• **DOCUMENT EXTRACT**:
------
Is it just me, or does rudeness seem to be on the rise?

You walk through an airport and it’s like “bumper-people” – people walking and talking on their phones and not paying attention to what’s in front of them. Or what about people who have a long (and loud) conversation on their phone without considering that maybe no one else really wants to hear it?  Or when you’re in a restaurant with someone and throughout your conversation you can see that they have one eye tilting toward the mobile which they’ve left on the table top because they’re waiting for an “important call.” So what am I, chopped liver?

Seriously, people. Put the phone away. Talk softly. Look where you’re going.

And it’s not just phone etiquette. It’s common courtesy and respect for others that seem to be taking a back seat to some individuals’ needs to be first in line, to take all the credit for something (that they worked on with others) or to shape their environment so that it works best for them, regardless of the consequences or how it might impact others.

A while back I wrote a blog about “The Young George Washington’s Rules of Civility & Decent Behavior in Company and Conversation.” (Leading by example. Ahem.)  I’ve borrowed a few and added a few to create Karen’s Rules of Civility.
------
• **MATERIAL**:

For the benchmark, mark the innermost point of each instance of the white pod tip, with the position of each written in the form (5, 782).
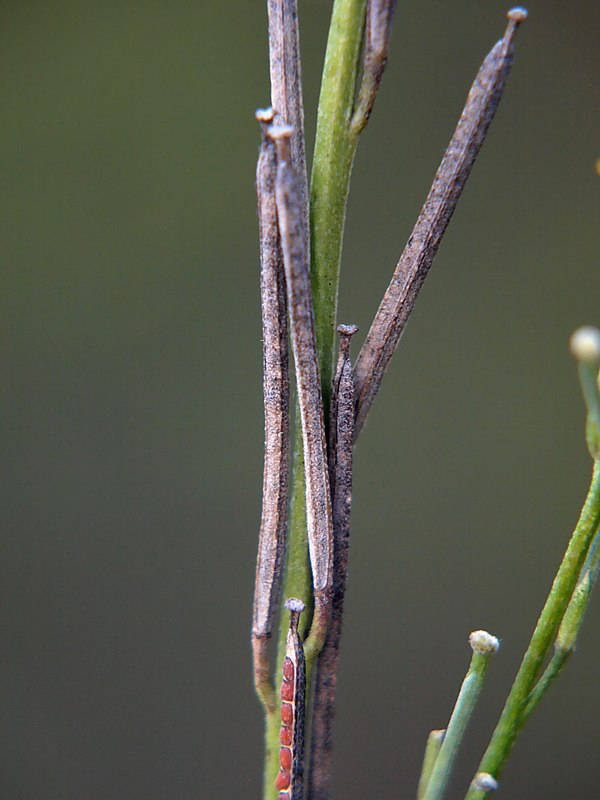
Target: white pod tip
(585, 344)
(484, 643)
------
• **WORK TO COMPLETE**:
[1] In the post on rudeness, what is the person at the restaurant table waiting for while keeping one eye on the phone?
[2] Sum up the post on rudeness in two sentences.

• **ANSWER SET**:
[1] An "important call."

[2] The writer wonders whether rudeness is on the rise, pointing to people who walk or talk loudly on their phones and dining companions who keep watching their phones, and urges people to put the phone away, talk softly, and look where they're going. Beyond phone manners, the writer sees courtesy and respect giving way to some people's need to be first, take all the credit, or shape things to suit themselves, and has created Karen's Rules of Civility partly from George Washington's rules.